Exercise 1:
According to the news report on Amy Pickard, how many people worldwide are being treated with Zolpidem?
Exercise 2:
Rewrite the stretch of the news report on Amy Pickard from "In 2006, researchers" through "at the time.", swapping "pill" for "tablet" throughout.
Exercise 3:
List every place name that appears in the news report on Amy Pickard.

Given passage:
········

A woman in a six-year vegetative state after taking a heroin overdose has made "fantastic steady progress" during a sleeping pill trial, her mother says.
Amy Pickard was severely brain-damaged by a heroin overdose
Amy Pickard, from East Sussex, is one of 300 people worldwide being treated with Zolpidem, an insomnia drug.
In 2006, researchers found that some patients in a vegetative state could be temporarily revived by taking it.
"Within 20 to 25 minutes [of taking the first pill] you could see the change in her face," said her mother, Thelma.
Ms Pickard, 23, experimented with heroin in 2001 and had to be resuscitated twice.
Her mother, from Sedlescombe, East Sussex, said she was not an addict, but she just "got in with the wrong people" through her boyfriend at the time.
Ms Pickard was still a teenager when she collapsed in public toilets in Hastings, and she was also seven months pregnant.
"We don't know exactly what happened, but she had 15 minutes of getting no oxygen to her brain and she suffered brain damage," her mother said.

········

Data listing:
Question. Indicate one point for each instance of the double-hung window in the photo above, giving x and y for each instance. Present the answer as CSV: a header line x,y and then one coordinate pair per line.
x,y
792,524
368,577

········

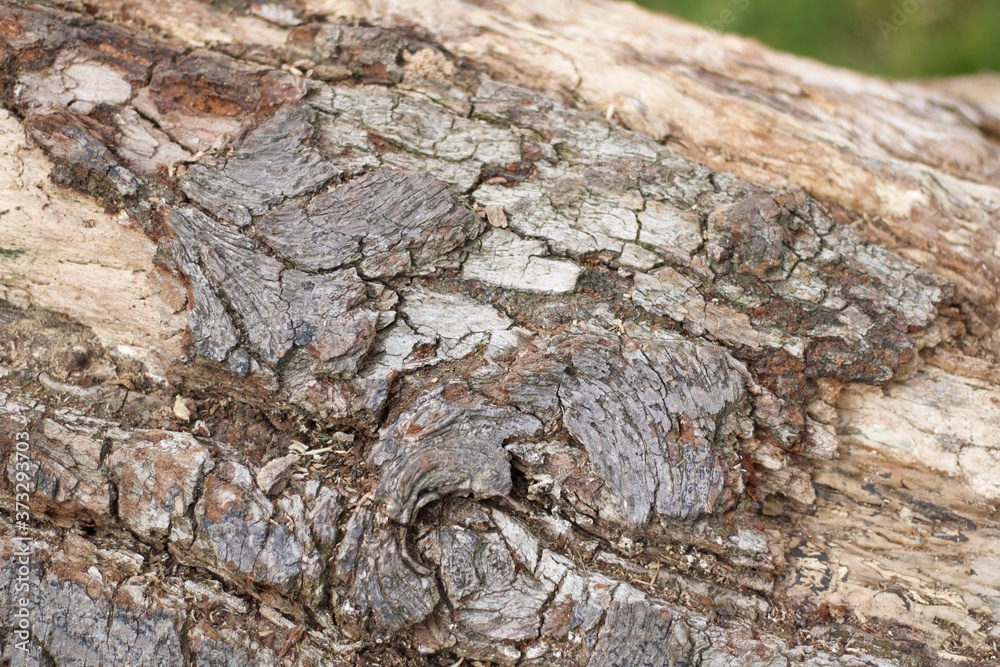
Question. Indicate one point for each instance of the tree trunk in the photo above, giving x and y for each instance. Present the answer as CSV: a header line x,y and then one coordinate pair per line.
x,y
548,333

········

Output 1:
300 people.

Output 2:
In 2006, researchers found that some patients in a vegetative state could be temporarily revived by taking it.
"Within 20 to 25 minutes [of taking the first tablet] you could see the change in her face," said her mother, Thelma.
Ms Pickard, 23, experimented with heroin in 2001 and had to be resuscitated twice.
Her mother, from Sedlescombe, East Sussex, said she was not an addict, but she just "got in with the wrong people" through her boyfriend at the time.

Output 3:
East Sussex, Sedlescombe, Hastings